Dataset extract ->
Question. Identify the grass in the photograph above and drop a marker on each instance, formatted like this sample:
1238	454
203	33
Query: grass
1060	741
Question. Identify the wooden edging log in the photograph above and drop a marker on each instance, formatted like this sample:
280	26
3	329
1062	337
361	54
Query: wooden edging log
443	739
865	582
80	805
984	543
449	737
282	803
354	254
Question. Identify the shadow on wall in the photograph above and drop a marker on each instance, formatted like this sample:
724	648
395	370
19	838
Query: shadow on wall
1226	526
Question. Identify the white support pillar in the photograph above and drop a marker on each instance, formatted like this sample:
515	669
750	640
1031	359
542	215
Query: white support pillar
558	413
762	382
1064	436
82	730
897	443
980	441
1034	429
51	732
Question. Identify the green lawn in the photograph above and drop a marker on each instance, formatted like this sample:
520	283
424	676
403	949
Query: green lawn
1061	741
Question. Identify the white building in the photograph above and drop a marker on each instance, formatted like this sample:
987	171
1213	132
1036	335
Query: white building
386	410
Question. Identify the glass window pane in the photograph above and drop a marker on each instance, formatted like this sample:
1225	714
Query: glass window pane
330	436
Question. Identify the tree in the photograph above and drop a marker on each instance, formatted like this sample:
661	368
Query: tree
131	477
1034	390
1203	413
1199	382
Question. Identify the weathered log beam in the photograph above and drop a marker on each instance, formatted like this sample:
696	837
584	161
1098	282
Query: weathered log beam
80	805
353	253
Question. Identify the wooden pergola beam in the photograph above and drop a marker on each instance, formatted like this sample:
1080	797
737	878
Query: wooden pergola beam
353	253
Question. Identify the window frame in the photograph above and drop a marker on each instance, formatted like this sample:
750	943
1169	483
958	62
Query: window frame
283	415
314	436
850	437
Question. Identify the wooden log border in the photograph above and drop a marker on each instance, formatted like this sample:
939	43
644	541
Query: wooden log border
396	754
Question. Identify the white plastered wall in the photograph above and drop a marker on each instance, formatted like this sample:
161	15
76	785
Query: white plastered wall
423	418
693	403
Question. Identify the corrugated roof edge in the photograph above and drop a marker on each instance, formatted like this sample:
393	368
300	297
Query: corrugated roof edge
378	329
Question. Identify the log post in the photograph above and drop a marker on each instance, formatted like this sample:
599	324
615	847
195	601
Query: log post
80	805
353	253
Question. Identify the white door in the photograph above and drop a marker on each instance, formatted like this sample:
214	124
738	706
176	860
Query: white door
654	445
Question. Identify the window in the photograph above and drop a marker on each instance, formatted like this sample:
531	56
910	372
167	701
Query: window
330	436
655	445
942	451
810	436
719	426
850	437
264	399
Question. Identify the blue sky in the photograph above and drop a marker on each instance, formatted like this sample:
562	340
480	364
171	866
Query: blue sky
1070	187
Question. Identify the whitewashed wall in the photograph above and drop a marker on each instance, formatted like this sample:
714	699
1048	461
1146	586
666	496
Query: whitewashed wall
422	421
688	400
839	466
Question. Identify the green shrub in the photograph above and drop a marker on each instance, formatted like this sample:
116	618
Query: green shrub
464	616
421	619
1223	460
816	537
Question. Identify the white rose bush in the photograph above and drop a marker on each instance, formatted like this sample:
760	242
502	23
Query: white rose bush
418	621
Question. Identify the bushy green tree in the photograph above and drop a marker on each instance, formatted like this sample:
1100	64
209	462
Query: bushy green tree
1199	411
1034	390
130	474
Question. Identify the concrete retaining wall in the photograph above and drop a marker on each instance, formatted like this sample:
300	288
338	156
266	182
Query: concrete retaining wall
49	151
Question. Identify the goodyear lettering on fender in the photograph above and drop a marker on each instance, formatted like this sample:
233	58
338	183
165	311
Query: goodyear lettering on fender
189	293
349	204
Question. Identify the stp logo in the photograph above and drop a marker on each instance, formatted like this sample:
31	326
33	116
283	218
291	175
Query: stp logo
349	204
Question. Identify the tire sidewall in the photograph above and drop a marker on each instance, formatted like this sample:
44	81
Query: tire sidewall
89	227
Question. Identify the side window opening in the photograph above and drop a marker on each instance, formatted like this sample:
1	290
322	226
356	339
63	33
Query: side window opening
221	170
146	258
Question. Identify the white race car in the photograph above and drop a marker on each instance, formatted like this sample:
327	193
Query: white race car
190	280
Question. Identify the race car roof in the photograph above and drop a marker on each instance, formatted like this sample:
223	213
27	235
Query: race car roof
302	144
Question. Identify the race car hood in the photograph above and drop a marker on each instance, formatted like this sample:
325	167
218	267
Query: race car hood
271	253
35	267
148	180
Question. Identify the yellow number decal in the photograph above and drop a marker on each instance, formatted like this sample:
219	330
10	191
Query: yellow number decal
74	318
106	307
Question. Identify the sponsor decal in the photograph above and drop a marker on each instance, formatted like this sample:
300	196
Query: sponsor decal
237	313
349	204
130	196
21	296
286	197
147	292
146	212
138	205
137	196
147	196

Direction ->
Could you reproduce the records above in full, swapping every "drop a marker" for "place a pin" and leaving all else unchanged?

Response to the exercise ->
Question. Identify the grass in the photograph above and place a pin on each instance, formatted like this sample:
1238	454
203	33
Query: grass
1060	741
Question. Identify the wooden edging log in the photograph above and place a pin on each instance, formatted like this sample:
280	26
3	329
1062	337
361	54
Query: wooden edging log
443	739
865	582
80	805
984	543
449	737
282	803
354	254
Question. Identify the shadow on wall in the photograph above and place a pin on each instance, formatted like this sample:
724	648
395	370
19	838
Query: shadow on wall
1226	526
Question. Identify the white support pillar in the photograph above and place a pin on each instance, formatted like this sample:
515	669
750	640
1031	359
542	215
Query: white support pillar
558	413
762	382
1064	436
82	730
897	443
980	441
1034	429
51	732
Question. Identify the green lawn in the photograph above and place a pin on each instance, formatted like this sample:
520	283
424	676
403	949
Query: green lawn
1061	741
Question. Identify the white building in the photograph above and place a pin on each instance, formatted like this sample:
987	171
1213	132
1036	335
Query: white building
386	410
Question. Identify the glass window pane in the photograph above and place a pin on each instance, formatted like this sample:
1225	714
Query: glass window pane
330	436
Question. Identify the tree in the photograph above and place a pin on each instance, formatted like this sample:
661	368
Query: tree
131	477
1034	390
1203	413
1199	382
Question. Identify the weathered log beam in the photograph above and place a pin on each instance, formatted like this sample:
696	837
584	161
1098	282
Query: weathered log beam
80	805
353	253
Question. Identify the wooden pergola beam in the photograph above and place a pin on each instance, formatted like this sample:
1080	797
737	878
Query: wooden pergola beam
353	253
Question. Identify the window frame in the photograph above and place a pin on each instance, formatted like this sample:
750	943
1169	483
958	62
Query: window frame
283	415
314	436
850	437
Question. Identify the wooden log border in the photograph above and place a pin on each instance, formatted like this sample:
939	43
644	541
Query: wooden log border
396	754
Question. Identify the white plastered wall in the photograph above and place a pin on each instance, formatted like this sample:
161	15
76	785
Query: white plastered wall
423	418
693	403
Question. Identify the corrugated roof edge in the photograph above and place a pin on each instance, formatted like this sample:
393	368
300	297
Query: corrugated roof edge
378	329
Question. Identify the log post in the photograph above and place a pin on each instance, formatted like this sample:
599	324
615	847
195	601
Query: log post
80	805
353	253
Question. Identify the white door in the photograph above and place a pin on each instance, formatted like this sample:
214	124
738	706
176	860
Query: white door
654	445
Question. Identify the window in the photograph above and place a pin on each instance, formatted like this sample:
531	56
910	372
167	701
Query: window
330	436
655	445
942	451
810	436
719	426
850	437
264	399
Question. Identify the blue sky in the photograph above and place a pin on each instance, formatted like this sample:
562	340
480	364
171	866
Query: blue sky
1070	187
Question. Identify the whitewashed wall in the photograph above and place a pin on each instance, formatted like this sample:
714	699
1048	461
1146	586
666	496
Query: whitewashed wall
422	421
688	400
839	466
Question. Identify the green shrub in the photograph above and place a pin on each instance, formatted like this sample:
116	618
Query: green shrub
464	616
421	619
1223	460
816	537
Question. Identify the white rose bush in the photograph above and place a pin on each instance, formatted like this sample:
760	242
502	23
Query: white rose bush
418	621
Question. Identify the bushy green tree in the photograph above and place a pin on each instance, formatted like this sample:
1100	64
209	462
Query: bushy green tree
1199	411
1034	390
130	474
Question. Identify the concrete retaining wall in the photograph above and place a pin on each instance, formatted like this sample:
300	288
338	156
266	182
Query: concrete retaining wall
49	151
Question. Identify the goodyear lettering on fender in the photograph above and place a pin on each instance, formatted like this sample:
233	58
338	183
165	311
Query: goodyear lettering on fender
189	293
349	204
Question. Identify the stp logo in the photograph above and place a pin on each instance, formatted like this sample:
31	326
33	116
283	218
291	175
Query: stp logo
349	204
Question. Identify the tire sidewall in the photograph above and place a pin on each instance, formatted like this sample:
44	81
Query: tire sidewall
89	227
Question. Identify the side window opening in the photograph above and place a pin on each instance, formatted like this sample:
1	290
322	226
356	339
63	33
Query: side window opening
221	170
146	258
Question. Identify the white race car in the photograph above and place a pin on each instance, formatted like this sample:
327	193
Query: white race car
190	280
Question. Identify the race car roof in the photograph above and place a pin on each instance, formatted like this sample:
223	213
27	235
Query: race car roof
302	144
Question. Identify the race car hood in the photograph above and place a pin on each instance, formatted like this sample:
325	167
218	267
Query: race car hood
271	253
35	267
148	180
Question. Identify the yellow number decal in the photograph above and place a pin on each instance, formatted like this sample:
219	330
10	191
Query: yellow number decal
74	318
106	307
Question. Identify the sponsor decal in the photograph above and place a pin on each instance, formatted like this sample:
300	196
Query: sponsor decal
237	313
349	204
130	196
21	296
286	197
147	292
146	212
138	205
137	196
147	196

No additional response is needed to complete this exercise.